#### EXERCISE GOAL
Reproduce all of the material below word for word, leaving out the images.

#### PROVIDED INFORMATION
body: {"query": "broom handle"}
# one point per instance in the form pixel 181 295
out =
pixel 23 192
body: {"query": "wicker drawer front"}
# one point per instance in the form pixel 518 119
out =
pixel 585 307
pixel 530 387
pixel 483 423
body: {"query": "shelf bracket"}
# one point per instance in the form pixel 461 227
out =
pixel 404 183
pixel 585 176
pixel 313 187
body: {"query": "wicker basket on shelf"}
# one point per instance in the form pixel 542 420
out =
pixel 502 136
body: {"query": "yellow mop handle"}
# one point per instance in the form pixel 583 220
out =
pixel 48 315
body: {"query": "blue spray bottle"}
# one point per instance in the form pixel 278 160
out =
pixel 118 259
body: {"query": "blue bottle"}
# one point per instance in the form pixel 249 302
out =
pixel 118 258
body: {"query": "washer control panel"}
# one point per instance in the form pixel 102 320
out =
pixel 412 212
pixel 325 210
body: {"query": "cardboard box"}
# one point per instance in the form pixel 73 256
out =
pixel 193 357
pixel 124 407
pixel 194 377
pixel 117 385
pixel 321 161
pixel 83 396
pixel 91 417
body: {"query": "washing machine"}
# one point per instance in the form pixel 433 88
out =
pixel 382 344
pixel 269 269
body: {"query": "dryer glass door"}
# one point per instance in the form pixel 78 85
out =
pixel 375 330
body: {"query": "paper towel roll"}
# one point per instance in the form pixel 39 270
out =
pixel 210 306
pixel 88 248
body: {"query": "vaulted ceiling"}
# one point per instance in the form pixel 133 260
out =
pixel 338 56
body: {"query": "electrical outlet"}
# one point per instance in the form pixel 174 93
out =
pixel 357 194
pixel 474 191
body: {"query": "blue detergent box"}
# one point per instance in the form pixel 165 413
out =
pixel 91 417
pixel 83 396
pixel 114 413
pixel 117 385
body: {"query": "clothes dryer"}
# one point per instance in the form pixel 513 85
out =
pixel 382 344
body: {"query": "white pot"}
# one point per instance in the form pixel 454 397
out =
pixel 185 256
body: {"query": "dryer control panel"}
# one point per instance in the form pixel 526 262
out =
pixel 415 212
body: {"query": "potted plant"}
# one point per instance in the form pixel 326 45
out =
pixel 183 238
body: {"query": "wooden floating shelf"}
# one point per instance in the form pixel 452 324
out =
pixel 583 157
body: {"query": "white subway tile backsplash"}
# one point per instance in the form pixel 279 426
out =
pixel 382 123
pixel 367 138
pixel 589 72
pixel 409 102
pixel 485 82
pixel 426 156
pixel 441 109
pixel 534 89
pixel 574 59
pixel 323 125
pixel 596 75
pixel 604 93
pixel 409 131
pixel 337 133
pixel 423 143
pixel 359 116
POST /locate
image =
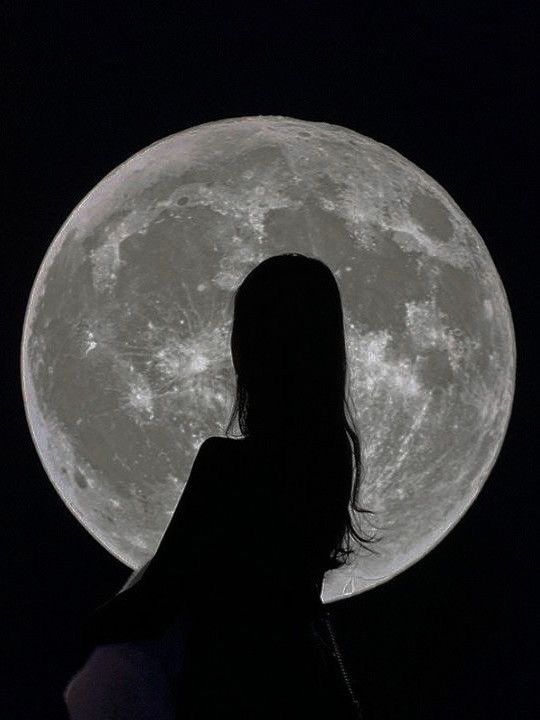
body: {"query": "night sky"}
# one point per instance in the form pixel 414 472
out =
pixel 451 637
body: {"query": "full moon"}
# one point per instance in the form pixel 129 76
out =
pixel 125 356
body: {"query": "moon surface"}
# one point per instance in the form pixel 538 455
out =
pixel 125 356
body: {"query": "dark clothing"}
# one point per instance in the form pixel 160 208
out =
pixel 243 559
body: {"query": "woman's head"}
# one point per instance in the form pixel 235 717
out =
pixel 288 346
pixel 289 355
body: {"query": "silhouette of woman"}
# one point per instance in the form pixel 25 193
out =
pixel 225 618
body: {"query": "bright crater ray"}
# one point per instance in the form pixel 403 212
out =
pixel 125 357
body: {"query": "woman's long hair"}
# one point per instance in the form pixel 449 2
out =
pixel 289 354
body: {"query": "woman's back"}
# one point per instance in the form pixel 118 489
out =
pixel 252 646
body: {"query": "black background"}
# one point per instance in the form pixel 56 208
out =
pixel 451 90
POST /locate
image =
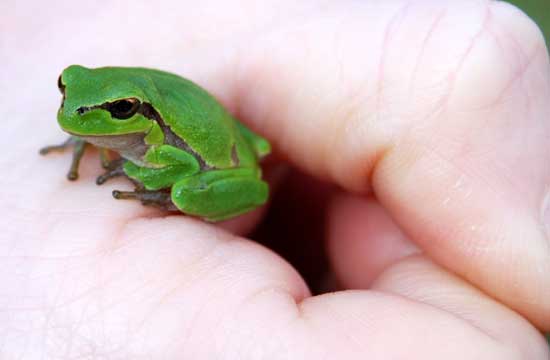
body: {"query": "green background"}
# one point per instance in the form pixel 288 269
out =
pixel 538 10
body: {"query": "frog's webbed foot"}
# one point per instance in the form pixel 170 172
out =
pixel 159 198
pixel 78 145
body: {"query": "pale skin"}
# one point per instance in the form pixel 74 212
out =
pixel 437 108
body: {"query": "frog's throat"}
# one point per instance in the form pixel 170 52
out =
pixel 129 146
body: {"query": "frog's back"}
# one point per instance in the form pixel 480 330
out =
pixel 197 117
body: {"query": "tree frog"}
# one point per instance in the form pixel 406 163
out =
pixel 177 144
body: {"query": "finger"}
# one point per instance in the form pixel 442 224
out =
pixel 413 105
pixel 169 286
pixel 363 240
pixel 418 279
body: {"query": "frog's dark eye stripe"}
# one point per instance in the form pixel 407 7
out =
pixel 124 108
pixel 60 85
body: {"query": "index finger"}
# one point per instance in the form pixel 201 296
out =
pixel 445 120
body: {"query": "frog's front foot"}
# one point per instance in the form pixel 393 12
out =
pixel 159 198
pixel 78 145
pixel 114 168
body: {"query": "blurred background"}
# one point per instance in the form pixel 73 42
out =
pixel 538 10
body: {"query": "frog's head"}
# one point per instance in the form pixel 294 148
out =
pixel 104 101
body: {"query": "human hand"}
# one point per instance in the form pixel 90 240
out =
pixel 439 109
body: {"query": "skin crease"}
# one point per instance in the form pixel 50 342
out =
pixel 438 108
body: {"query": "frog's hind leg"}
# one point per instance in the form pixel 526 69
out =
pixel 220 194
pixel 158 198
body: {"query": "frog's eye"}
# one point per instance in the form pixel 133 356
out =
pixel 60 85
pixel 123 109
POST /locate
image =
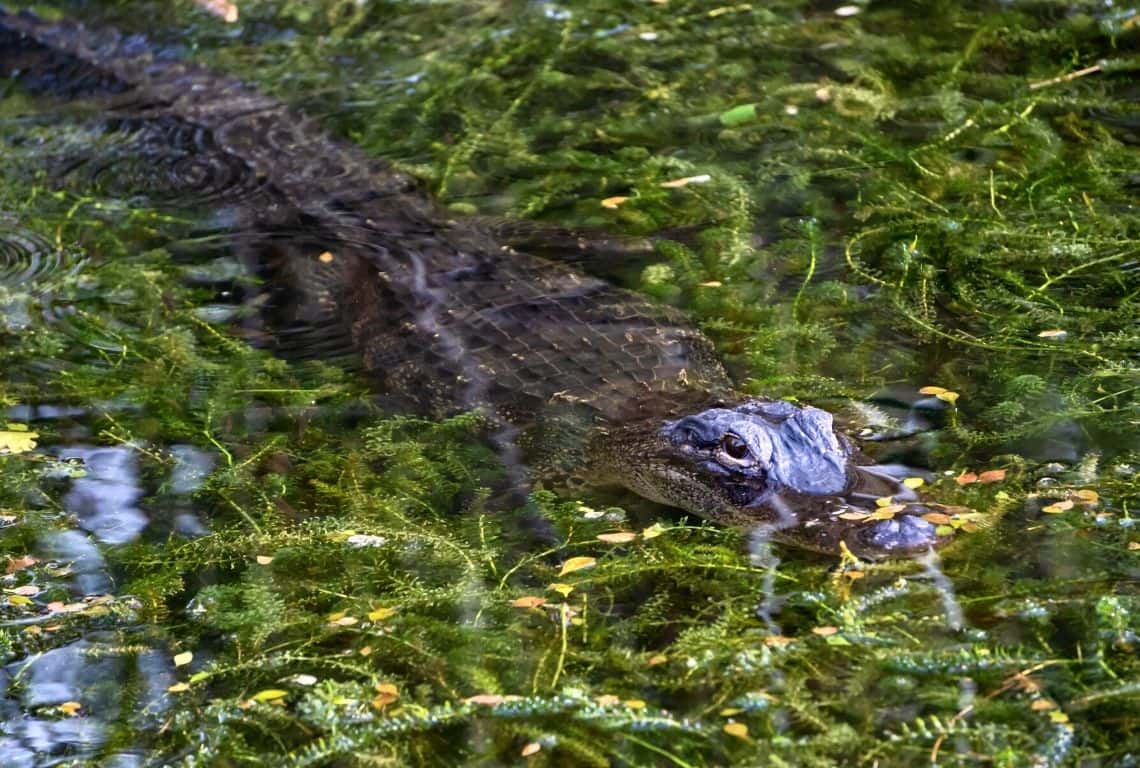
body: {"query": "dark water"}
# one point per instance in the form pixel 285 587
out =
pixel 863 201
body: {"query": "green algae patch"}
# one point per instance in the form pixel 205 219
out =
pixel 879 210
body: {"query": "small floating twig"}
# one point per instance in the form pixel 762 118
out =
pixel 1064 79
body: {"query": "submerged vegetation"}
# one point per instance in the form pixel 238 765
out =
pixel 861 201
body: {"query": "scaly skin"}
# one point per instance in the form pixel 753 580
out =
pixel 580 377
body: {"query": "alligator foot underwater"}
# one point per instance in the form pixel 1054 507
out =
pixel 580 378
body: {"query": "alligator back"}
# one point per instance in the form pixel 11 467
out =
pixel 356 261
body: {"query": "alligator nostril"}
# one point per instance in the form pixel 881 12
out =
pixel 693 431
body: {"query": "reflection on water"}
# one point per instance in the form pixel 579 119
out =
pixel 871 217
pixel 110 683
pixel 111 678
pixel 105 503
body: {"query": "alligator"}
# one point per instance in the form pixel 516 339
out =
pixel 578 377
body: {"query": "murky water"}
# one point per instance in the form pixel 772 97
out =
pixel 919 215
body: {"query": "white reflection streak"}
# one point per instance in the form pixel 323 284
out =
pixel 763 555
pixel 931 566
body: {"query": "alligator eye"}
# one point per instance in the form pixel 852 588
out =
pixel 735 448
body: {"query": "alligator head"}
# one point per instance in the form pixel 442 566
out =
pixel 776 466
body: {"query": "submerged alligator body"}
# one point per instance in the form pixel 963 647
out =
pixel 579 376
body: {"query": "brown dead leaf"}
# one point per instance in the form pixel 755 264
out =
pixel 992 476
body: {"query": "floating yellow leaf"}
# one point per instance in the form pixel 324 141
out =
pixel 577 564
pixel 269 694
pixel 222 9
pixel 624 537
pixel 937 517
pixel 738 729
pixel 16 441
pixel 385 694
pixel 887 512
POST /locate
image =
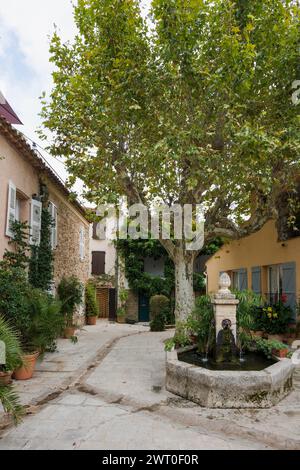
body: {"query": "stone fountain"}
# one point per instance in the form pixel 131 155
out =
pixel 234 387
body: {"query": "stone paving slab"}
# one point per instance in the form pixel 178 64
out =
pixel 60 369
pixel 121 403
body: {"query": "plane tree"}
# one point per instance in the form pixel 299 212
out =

#### RESPONSE FOR THIS EXERCISE
body: {"query": "broom handle"}
# one point per instance in the form pixel 181 295
out =
pixel 23 192
body: {"query": "wicker drawer front"}
# one point per instance in the form pixel 518 119
out =
pixel 585 307
pixel 530 387
pixel 483 423
body: {"query": "shelf bracket"}
# one point per instance in the form pixel 461 227
out =
pixel 404 183
pixel 585 176
pixel 313 187
body: {"query": "wicker basket on shelf"}
# one point per instance in the form pixel 542 420
out =
pixel 502 136
body: {"query": "yellow mop handle"}
# one point per instance in the form pixel 583 220
out =
pixel 48 315
body: {"query": "blue spray bottle"}
# one point per instance in the form pixel 278 160
out =
pixel 118 259
body: {"query": "blue bottle"}
# one point per instance in the form pixel 249 302
out =
pixel 118 258
body: {"query": "washer control panel"}
# one point per instance in the form pixel 102 320
out =
pixel 412 212
pixel 325 210
body: {"query": "cardboard box"}
# one point per instance in the form pixel 73 256
out =
pixel 193 357
pixel 124 407
pixel 194 377
pixel 117 385
pixel 321 161
pixel 83 396
pixel 91 417
body: {"query": "washing machine"}
# one point per instance in the form pixel 433 88
out =
pixel 382 344
pixel 269 269
body: {"query": "dryer glass door"}
# one point per instance in the form pixel 78 85
out =
pixel 375 330
body: {"query": "paper towel roll"}
# one point per instance in the form pixel 39 270
out =
pixel 210 306
pixel 88 248
body: {"query": "vaulted ceiling"}
# one point per instance in the form pixel 133 260
out =
pixel 338 56
body: {"query": "electrical outlet"}
# one point per instance in the form pixel 174 93
out =
pixel 357 194
pixel 474 191
body: {"query": "blue detergent box"}
# one point per instance in the form pixel 165 413
out =
pixel 91 417
pixel 83 396
pixel 114 413
pixel 117 385
body: {"query": "clothes dryer"}
# one point per instance in the form pixel 513 85
out =
pixel 382 344
body: {"query": "white pot"}
# one point per instance in the form pixel 454 397
out =
pixel 185 256
body: {"query": "dryer control panel"}
# one point per instance in the form pixel 526 262
out =
pixel 415 212
body: {"query": "potted plant"}
# one point per instance in the form pixel 326 45
out =
pixel 183 238
body: {"query": "wooden floating shelf"}
# one point per instance in the form pixel 452 324
out =
pixel 583 157
body: {"query": "white subway tile backsplash"}
# one point per instance in the form pixel 279 426
out =
pixel 382 123
pixel 367 138
pixel 589 72
pixel 409 102
pixel 485 82
pixel 426 156
pixel 441 109
pixel 534 89
pixel 574 59
pixel 323 125
pixel 596 75
pixel 604 93
pixel 409 131
pixel 337 133
pixel 423 143
pixel 359 116
POST /locate
image =
body: {"query": "night sky"}
# one point per instance in the form pixel 414 472
out =
pixel 451 637
body: {"query": "full moon"}
# one point per instance in the form pixel 129 76
out =
pixel 125 356
body: {"query": "moon surface"}
# one point per instance in the form pixel 538 455
out =
pixel 125 356
body: {"query": "dark clothing"}
# one point per instance in the form pixel 160 208
out =
pixel 243 559
body: {"query": "woman's head"}
# one point per instance in the form pixel 235 717
out =
pixel 288 346
pixel 289 355
body: {"query": "silhouette of woman"}
# one point per instance in the form pixel 25 193
out =
pixel 225 618
body: {"query": "bright crater ray"}
# one point per instance in the form pixel 403 212
out =
pixel 125 357
body: {"query": "woman's long hair"}
# one point per instance in the form pixel 449 2
out =
pixel 289 354
body: {"query": "woman's back"}
# one point per instance in the form pixel 118 489
out =
pixel 252 646
body: {"query": "black background"}
# one point per instance in the form pixel 56 208
out =
pixel 451 90
POST /locate
image =
body: {"query": "green background"}
# one point per instance in the form pixel 288 269
out =
pixel 538 10
body: {"query": "frog's webbed foot"}
# one point per instance in the form pixel 170 172
out =
pixel 159 198
pixel 78 145
body: {"query": "pale skin"}
# one point per instance in the form pixel 74 212
out =
pixel 437 108
body: {"query": "frog's throat"}
# one point per instance in the form pixel 170 52
out =
pixel 129 146
body: {"query": "frog's back"}
# one point per instance in the form pixel 480 330
out =
pixel 197 117
body: {"query": "tree frog"}
# one point per instance in the form pixel 406 163
out =
pixel 177 144
body: {"query": "finger"}
# one point per instance in the form pixel 442 224
out =
pixel 413 105
pixel 169 286
pixel 363 240
pixel 418 279
body: {"query": "frog's dark eye stripe"}
# one point per instance in the form pixel 407 7
out =
pixel 124 108
pixel 60 85
body: {"query": "index finger"}
# one point per instance in the form pixel 201 296
out =
pixel 445 120
body: {"query": "frog's front foot"}
# one point per instance in the form pixel 393 12
out =
pixel 159 198
pixel 78 145
pixel 114 168
body: {"query": "blurred background"}
# one point per instance in the form pixel 73 42
out =
pixel 538 10
body: {"query": "frog's head"}
# one point per instance in the form pixel 294 148
out =
pixel 104 101
body: {"query": "human hand"}
# one point per instance in the form pixel 90 240
out =
pixel 439 109
body: {"query": "skin crease"}
# one point per instance in the form pixel 50 342
out =
pixel 438 108
body: {"query": "frog's hind leg"}
# one point per instance in the form pixel 526 69
out =
pixel 220 194
pixel 158 198
body: {"query": "frog's eye"}
# one point per instance in the form pixel 133 356
out =
pixel 60 85
pixel 123 109
POST /locate
image =
body: {"query": "dark water"}
# one point per instance in the form pixel 285 587
out =
pixel 863 201
body: {"query": "green algae patch"}
# one point per instance in the form pixel 205 219
out =
pixel 879 210
body: {"query": "small floating twig"}
# one point per instance in the form pixel 762 118
out =
pixel 1064 79
body: {"query": "submerged vegetation"}
# one point per instance in the form pixel 238 765
out =
pixel 861 201
body: {"query": "scaly skin"}
# one point per instance in the form pixel 753 580
out =
pixel 580 377
body: {"query": "alligator foot underwater"}
# one point per instance in the form pixel 1054 507
out =
pixel 580 378
body: {"query": "alligator back"}
# one point per instance in the form pixel 11 467
out =
pixel 356 261
body: {"query": "alligator nostril"}
# one point per instance in the form pixel 881 12
out =
pixel 693 431
body: {"query": "reflection on water"}
# one point per instance in the form pixel 579 119
out =
pixel 871 217
pixel 110 683
pixel 111 678
pixel 105 503
body: {"query": "alligator"}
# one point per instance in the form pixel 516 339
out =
pixel 578 377
body: {"query": "murky water"}
# one point per instance in the form pixel 772 97
out =
pixel 919 215
body: {"query": "white reflection streak"}
# one point per instance in the form pixel 323 284
out =
pixel 763 555
pixel 931 566
body: {"query": "alligator eye"}
# one point per instance in the form pixel 852 588
out =
pixel 735 448
body: {"query": "alligator head"}
# one point per instance in the form pixel 442 566
out =
pixel 776 466
body: {"query": "submerged alligator body"}
# one point per instance in the form pixel 963 647
out =
pixel 579 376
body: {"query": "brown dead leaf"}
# one point per instance in the form pixel 755 264
out =
pixel 992 476
body: {"query": "floating yellow leaf"}
# one point per instance in the form pixel 324 141
out =
pixel 577 564
pixel 269 694
pixel 222 9
pixel 624 537
pixel 937 517
pixel 738 729
pixel 16 441
pixel 385 694
pixel 887 512
POST /locate
image =
body: {"query": "stone fountain"}
# one point per instance in the form pixel 131 155
out =
pixel 234 387
body: {"query": "stone paving slab"}
# one point per instance in the form pixel 178 64
out =
pixel 60 369
pixel 121 403
body: {"query": "plane tree"}
# one point per instance in the form pixel 299 212
out =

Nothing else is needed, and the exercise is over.